▶ _Excerpted records_:

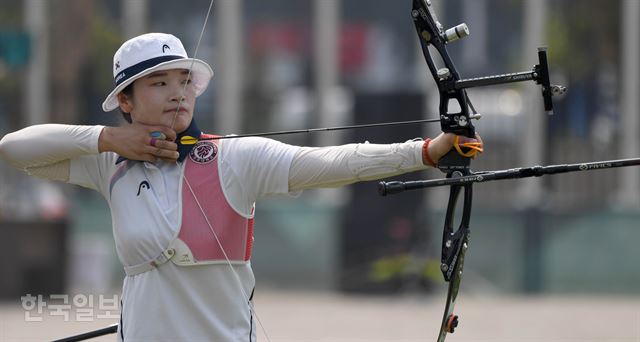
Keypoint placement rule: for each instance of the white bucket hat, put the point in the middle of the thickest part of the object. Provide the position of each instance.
(142, 55)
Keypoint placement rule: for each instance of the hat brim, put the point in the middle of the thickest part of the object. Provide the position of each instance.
(201, 74)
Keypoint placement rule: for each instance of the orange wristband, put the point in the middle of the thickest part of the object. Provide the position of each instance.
(425, 153)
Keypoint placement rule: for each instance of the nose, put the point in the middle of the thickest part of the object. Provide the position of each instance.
(178, 96)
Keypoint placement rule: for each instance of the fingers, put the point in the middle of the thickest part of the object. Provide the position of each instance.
(162, 133)
(472, 146)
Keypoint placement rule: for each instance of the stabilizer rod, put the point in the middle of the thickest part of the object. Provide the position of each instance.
(389, 188)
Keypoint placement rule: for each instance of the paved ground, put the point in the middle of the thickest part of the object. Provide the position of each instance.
(315, 316)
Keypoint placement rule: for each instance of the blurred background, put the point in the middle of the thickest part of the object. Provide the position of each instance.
(290, 64)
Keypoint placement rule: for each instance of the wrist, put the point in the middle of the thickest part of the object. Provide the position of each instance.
(426, 156)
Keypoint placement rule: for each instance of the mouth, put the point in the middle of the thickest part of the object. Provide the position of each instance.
(180, 110)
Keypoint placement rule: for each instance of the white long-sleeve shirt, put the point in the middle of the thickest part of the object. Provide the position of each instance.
(201, 303)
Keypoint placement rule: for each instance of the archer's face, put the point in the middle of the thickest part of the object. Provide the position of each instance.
(156, 98)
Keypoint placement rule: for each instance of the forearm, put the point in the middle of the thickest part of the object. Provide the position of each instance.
(41, 146)
(341, 165)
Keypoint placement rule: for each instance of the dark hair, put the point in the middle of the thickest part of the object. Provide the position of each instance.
(128, 91)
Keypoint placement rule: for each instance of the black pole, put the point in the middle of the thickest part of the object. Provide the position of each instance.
(112, 329)
(389, 188)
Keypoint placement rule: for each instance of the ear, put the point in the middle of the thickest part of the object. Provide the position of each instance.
(125, 103)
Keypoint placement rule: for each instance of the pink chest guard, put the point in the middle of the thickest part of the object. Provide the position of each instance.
(206, 213)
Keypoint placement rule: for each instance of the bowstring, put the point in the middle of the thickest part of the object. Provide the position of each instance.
(213, 232)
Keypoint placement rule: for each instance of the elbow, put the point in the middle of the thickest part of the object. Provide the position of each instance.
(8, 151)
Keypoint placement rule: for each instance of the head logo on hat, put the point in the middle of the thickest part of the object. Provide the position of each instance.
(151, 52)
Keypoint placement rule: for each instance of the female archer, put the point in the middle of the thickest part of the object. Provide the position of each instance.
(182, 202)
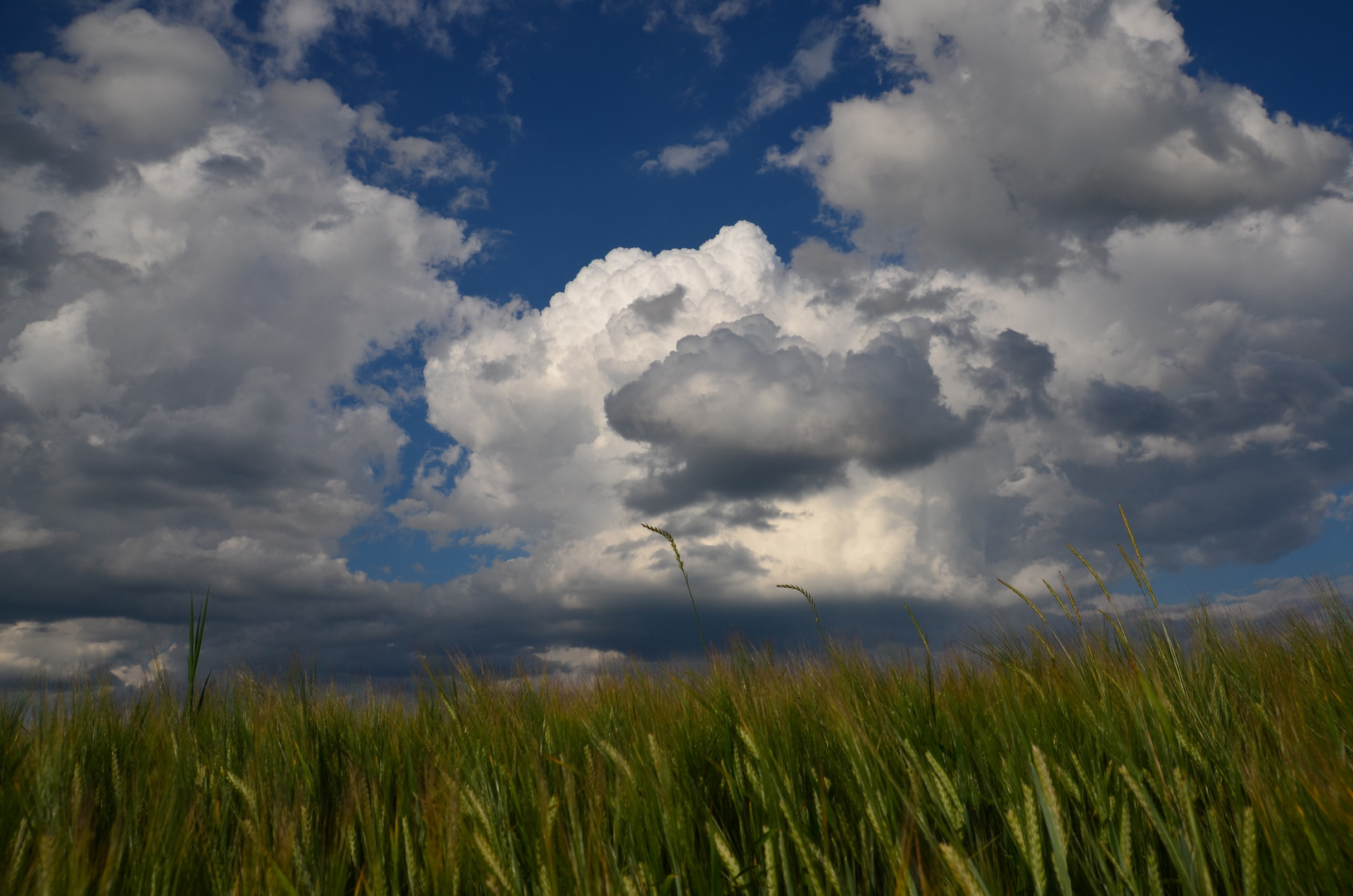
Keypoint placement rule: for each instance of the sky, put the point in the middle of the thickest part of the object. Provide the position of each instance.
(392, 321)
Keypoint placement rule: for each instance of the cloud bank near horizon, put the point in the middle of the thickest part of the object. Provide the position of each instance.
(1117, 282)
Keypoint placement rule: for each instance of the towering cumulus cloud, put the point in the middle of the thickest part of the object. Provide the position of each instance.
(1074, 274)
(1117, 282)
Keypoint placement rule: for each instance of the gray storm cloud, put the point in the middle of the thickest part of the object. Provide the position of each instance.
(747, 413)
(1117, 283)
(190, 279)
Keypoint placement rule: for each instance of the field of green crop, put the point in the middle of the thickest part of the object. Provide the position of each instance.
(1115, 758)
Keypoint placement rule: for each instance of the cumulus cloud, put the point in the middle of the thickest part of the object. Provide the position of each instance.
(191, 278)
(1026, 134)
(1118, 283)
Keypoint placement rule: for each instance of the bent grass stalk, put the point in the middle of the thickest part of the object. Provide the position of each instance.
(812, 606)
(1169, 763)
(197, 627)
(681, 565)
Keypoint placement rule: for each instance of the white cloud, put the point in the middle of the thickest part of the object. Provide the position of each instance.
(179, 402)
(711, 392)
(685, 158)
(1029, 133)
(188, 302)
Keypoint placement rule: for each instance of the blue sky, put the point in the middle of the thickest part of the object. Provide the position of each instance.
(285, 313)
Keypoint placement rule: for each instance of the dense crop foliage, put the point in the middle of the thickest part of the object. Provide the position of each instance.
(1111, 761)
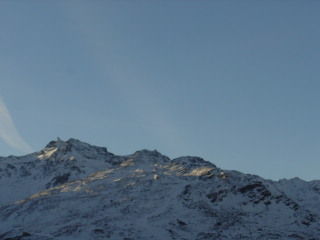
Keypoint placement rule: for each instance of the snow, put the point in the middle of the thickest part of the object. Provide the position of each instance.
(73, 190)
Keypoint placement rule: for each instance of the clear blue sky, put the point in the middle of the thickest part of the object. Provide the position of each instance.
(235, 82)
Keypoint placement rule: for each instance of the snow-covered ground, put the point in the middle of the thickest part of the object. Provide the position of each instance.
(72, 190)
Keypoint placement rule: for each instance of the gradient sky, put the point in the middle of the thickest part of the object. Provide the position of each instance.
(235, 82)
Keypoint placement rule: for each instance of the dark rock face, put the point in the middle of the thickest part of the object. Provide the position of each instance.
(72, 190)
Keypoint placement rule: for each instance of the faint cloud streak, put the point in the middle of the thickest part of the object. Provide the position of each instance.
(8, 131)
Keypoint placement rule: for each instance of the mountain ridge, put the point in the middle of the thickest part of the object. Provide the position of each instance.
(146, 195)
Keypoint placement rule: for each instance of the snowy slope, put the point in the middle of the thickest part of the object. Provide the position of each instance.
(72, 190)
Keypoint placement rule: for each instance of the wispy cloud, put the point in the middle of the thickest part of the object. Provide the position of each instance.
(8, 131)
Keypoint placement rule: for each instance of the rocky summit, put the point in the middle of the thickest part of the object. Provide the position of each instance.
(73, 190)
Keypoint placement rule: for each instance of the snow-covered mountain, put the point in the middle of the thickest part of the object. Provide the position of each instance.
(73, 190)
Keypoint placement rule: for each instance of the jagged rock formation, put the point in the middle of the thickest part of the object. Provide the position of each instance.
(72, 190)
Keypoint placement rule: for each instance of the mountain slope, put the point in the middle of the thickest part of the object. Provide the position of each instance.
(72, 190)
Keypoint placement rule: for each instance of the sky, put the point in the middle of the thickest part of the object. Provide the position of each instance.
(234, 82)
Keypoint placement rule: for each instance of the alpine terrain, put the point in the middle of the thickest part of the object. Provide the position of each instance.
(73, 190)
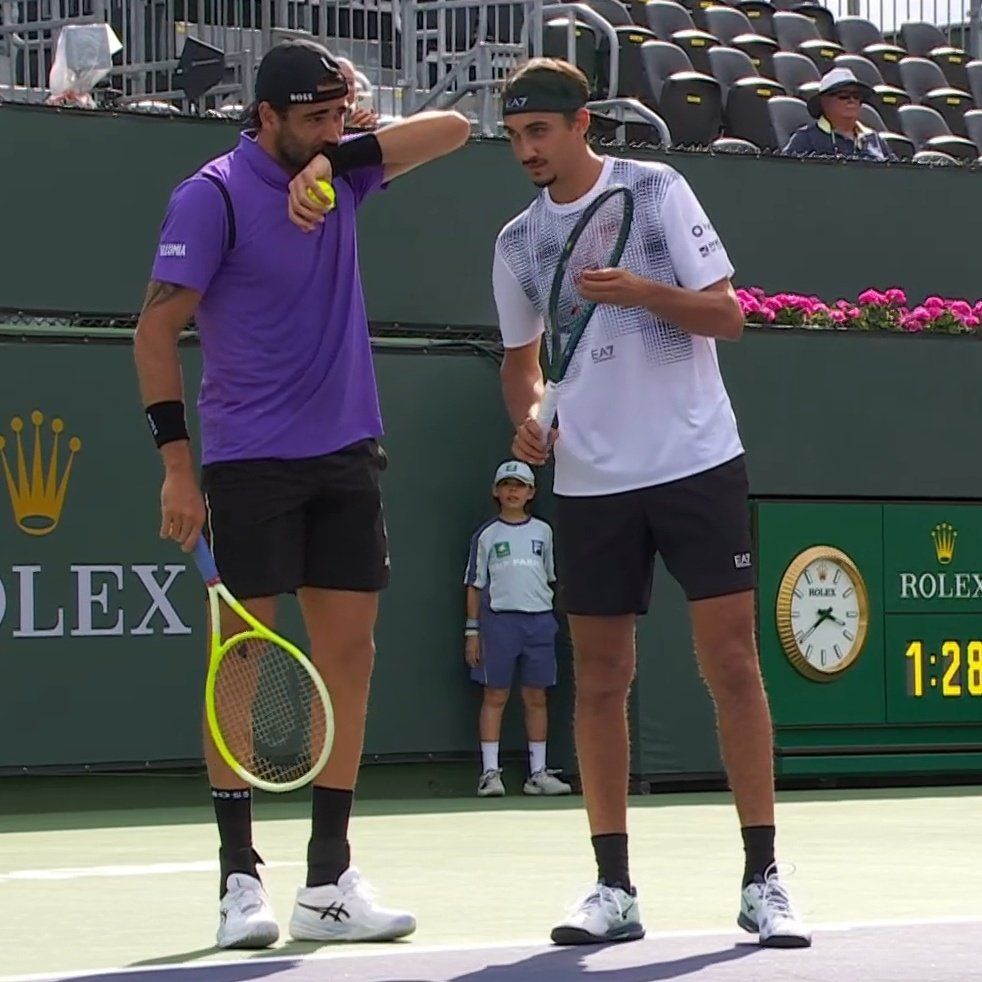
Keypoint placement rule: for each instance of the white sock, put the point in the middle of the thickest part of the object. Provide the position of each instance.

▶ _Direction_: Copy the listing in full and without alteration, omitting every picture.

▶ _Finished task_:
Keypoint placement rule: for each instance of the white bucket hat, put the point in the middle of the thickest part of the object. Provide the position of each instance.
(142, 55)
Keypoint placement rule: for each instance of the hat brim, put the point in the middle of the thickest part of the object. Provide the position of each instance.
(201, 74)
Keypoint placement rule: for each instance of the orange wristband, put the point in the middle of the thickest part of the object. Provide the position of each instance.
(425, 153)
Keypoint placement rule: for each instance of the nose, put the point in the middle of the thickest part of the object. Provide the position of each instance.
(178, 96)
Keypoint placement rule: for each instance of the fingers, put the point in the middle of the thickest part of the object. Provide the position of each instance.
(162, 133)
(472, 146)
Keypoint placement rule: for each instance of the stabilizer rod, put the point in the middle of the thickest part of the object. Provide the position of each instance.
(389, 188)
Keypoint placement rule: for each instance of the paved ground, put the point in the middle of the thickest part of the object. Provide the position of each instance.
(315, 316)
Keypoint placement rule: for each instance of the blurred background, put the point in the middle of the thickest part of the object. Provide the position of each instance.
(290, 64)
Keypoint placement rule: for each instance of the wrist, put the point in the middle of the thickest part of the object. Provide the position of each instance.
(426, 156)
Keypoint placement rule: for each instance of the mouth, put the point in the middle of the thickest part of the object. Provide the position of each instance.
(180, 110)
Keypoint placement rule: for each instance of the white long-sleeve shirt, put the point in the middle of the thickest part of the object. Provide the position of each instance.
(201, 303)
Keypoint placement rule: for each instance of the archer's face, put the point in the middle of the thickest part of the object. Provide the position of each instance.
(156, 98)
Keypoint placement rule: for each instance of the forearm, put the point in the middle of the thickest part of the object. Provide the position of each instance.
(41, 146)
(341, 165)
Keypoint placement rule: for each instance of the dark hair, put the point in the middle of the thickest part of the object. Provide the position of each instance.
(128, 91)
Keypoint placement rule: for each instance of the black pole, put the point in the middle of the thickest part of the object. Provide the position of each instance.
(112, 329)
(389, 188)
Keypoint placement rule: for each instance of the ear, put the point in the middle of the thickest part of the object. Provide the position of each instance.
(125, 103)
Keypoint placement rule: for each instance of the pink chest guard, put the point in the middle of the thickest part of the object. Provide the position of each instance.
(206, 213)
Keypoint placement rule: for each instance of the bowstring, put the point in the middle of the thickest part of the object. Provide the position of each instance.
(213, 232)
Keypoint placement rule: for each instance of the elbow, put the point in the middle of the thickest part of the object. Provide the position of each instance.
(8, 151)
Keypoint placement rule: for each instance of the head logo on hat, put the point in the middle of the thickest part of the object. Provide the position of each instance.
(151, 52)
Keypoint placement rule: for each instance of the female archer, put the point in the middle of the thickest part of the object. Provide the position of each instance.
(182, 202)
Keypoint placement rule: for each instance of the sky, put the point in the middle of the thickest part of the object. Provide the position of each instance.
(392, 321)
Keypoint placement rule: for each instance of the cloud bank near horizon, put the point in the middle of the thickest part of the object. Provide the position of each instance.
(1117, 282)
Keypoint placement rule: for each instance of the towering cumulus cloud, put the point in the middle of the thickest part of the object. Provide the position of each instance.
(1074, 274)
(1117, 282)
Keypoint placement rule: for each instance of the gray storm cloud, put the point in the middle of the thickest part of the object. Provide the position of each instance.
(747, 413)
(1117, 283)
(190, 279)
Keypoint placement rule: for each instance of the field of green crop, put the point in the middle of the thickest part of the object. Provide the position of each instance.
(1115, 758)
Keypoint placement rule: for each instance of the cumulus cloud, put the point in the middle of the thickest part of the object. Provide the position of each instance.
(191, 278)
(1026, 134)
(1118, 283)
Keypoint placement rule: for each instance of the bent grass stalk, put the point in the middle of the thickest part of the object. Provide the position of each instance.
(812, 606)
(1169, 763)
(197, 627)
(681, 565)
Keypoint placement rule: for each instance of the white cloud, put the point in the middle of the thickest part of the object. Provide the position of each instance.
(179, 402)
(711, 392)
(685, 158)
(1029, 133)
(188, 302)
Keypoint placement rule: for each instance of the blue sky, put the point in the middle of the thickest part of the object. Provide the position of each instance.
(285, 313)
Keypoint placement rule: for each instance of the dense crop foliage, put the point in the middle of the thickest part of the object. Provide the position of each instance.
(1111, 761)
Keypoint placement rule: for each instance of the snow, put the point in the middle of the thickest part of the object. Provide the position of each instance.
(73, 190)
Keypoint placement rule: for each instance of the clear blue sky, put the point in the middle of the thickest part of the object. Provide the position of each instance.
(235, 82)
Keypoint placement rule: for each instance of the snow-covered ground, put the point in the middle of the thickest part of the object. Provide the position of each instance.
(72, 190)
Keypoint placement rule: for each instance of the gradient sky, put the point in the middle of the thickest part of the object. Provide the position of each instance.
(235, 82)
Keypoint placement rule: for each instance of the dark rock face, put the point in the middle of the thickest part of the object. Provide the position of each instance.
(72, 190)
Keypoint placement rule: for each instance of the faint cloud streak, put the point in the middle of the thickest part of the object. Provide the position of each instance.
(8, 131)
Keypoint placement rule: for each instance of the mountain ridge, put the point in the middle of the thickest part of the object. Provide the position of each instance.
(146, 195)
Keypoint placement rule: for each instance of the snowy slope, put the point in the middle of the thickest part of the object. Provide the position of each instance.
(72, 190)
Keypoint placement rule: for each instance of the wispy cloud, put the point in the middle of the thickest part of the object. Provide the position of each instance.
(8, 131)
Keypoint placement rule: for each instance of the rocky summit, put the point in the middle of the thickest part of the object. Provide the position of each instance.
(73, 190)
Keypoint placement rule: for each instance of the snow-covered mountain, put the point in the middle of the thickest part of the object. Provide the position of each instance.
(73, 190)
Keypoint placement rule: for each instance of the jagged rock formation, put the point in the middle of the thickest part of the object. Provide the position of each instance.
(72, 190)
Keypoint placement rule: for each instance of the mountain slope, put the point in the middle of the thickest part of the object. Provide the position of each instance.
(72, 190)
Keypoint placement rule: for each instance of the sky, put the point in the middle of the thickest part of the object. Provide the position of each instance.
(234, 82)
Keypoint placement rule: for each instance of the alpine terrain, put the point in the middle of the thickest part of the object. Provide the position of each instance.
(73, 190)
Keypoint placement rule: for each instance of the white sock, put the point in the middle of the thickest part of the object. Provide the position of each instance.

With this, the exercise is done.